— TRY IT —
Your answer must be the full set of entries, reproduced exactly.

— EXTRACTED ENTRIES —
[Start of section]

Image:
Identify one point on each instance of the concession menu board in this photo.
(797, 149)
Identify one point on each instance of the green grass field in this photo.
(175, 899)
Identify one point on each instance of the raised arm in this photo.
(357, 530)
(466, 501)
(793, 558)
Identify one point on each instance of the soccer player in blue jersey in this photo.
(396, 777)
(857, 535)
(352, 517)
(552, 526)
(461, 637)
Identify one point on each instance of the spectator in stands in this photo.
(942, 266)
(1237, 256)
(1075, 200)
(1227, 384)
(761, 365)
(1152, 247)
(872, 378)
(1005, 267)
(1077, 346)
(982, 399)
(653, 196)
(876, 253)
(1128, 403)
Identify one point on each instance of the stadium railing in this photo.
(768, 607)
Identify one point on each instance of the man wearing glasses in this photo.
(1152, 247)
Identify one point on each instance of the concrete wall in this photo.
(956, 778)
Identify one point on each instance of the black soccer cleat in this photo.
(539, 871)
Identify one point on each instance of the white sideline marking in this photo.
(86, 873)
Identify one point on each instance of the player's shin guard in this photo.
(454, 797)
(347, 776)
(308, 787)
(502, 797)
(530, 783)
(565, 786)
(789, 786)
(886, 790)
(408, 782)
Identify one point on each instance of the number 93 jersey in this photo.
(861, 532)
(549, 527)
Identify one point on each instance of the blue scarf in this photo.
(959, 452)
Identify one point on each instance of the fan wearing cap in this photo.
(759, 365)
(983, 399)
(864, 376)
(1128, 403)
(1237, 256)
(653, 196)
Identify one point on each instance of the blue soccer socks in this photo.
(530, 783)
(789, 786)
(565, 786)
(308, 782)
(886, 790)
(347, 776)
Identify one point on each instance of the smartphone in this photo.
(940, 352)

[End of section]

— OUTPUT BELOW —
Image:
Identify one point on each instance of the concession menu board in this photo.
(797, 149)
Identify one point on each instance of the green grass field in this photo.
(175, 899)
Identify one point on each instance of the raised arm in this photo.
(357, 530)
(466, 501)
(793, 558)
Identify one point on each instance of the soccer player in blue jersey in this photo.
(396, 777)
(857, 535)
(352, 517)
(552, 526)
(461, 637)
Identify one point on each instance of the spectator in stands in this photo.
(942, 266)
(1237, 256)
(1075, 200)
(1227, 384)
(761, 365)
(1152, 247)
(872, 378)
(1005, 267)
(1077, 346)
(982, 399)
(653, 196)
(876, 253)
(1128, 403)
Identify one point on each instance of the stadium railing in this photo.
(768, 607)
Identify one point on each instance of the man wearing glasses in this photo.
(1152, 247)
Identify one point on each instance of the concrete wall in this photo.
(956, 778)
Identify one point on each instance of the black soccer cleat in this photo.
(539, 871)
Identify one point on each instance of the white sideline marking in this photo.
(86, 873)
Identify one point on each instance of the player's shin guard in this photo.
(454, 797)
(347, 776)
(308, 787)
(502, 797)
(530, 783)
(565, 786)
(789, 786)
(886, 790)
(408, 782)
Identify one point on each instance of the number 93 jersey in this photo.
(861, 532)
(549, 527)
Identify one point on each instance of the blue scarf in this photo.
(959, 452)
Identify one point on each instance of the fan wearing cap in this photo.
(759, 365)
(983, 399)
(864, 376)
(1128, 403)
(1237, 256)
(653, 196)
Identify one point on each instance of the blue soccer socks in this photo.
(530, 783)
(789, 786)
(565, 786)
(308, 782)
(886, 790)
(347, 776)
Identify one point on each instance of the smartphone in this photo.
(940, 352)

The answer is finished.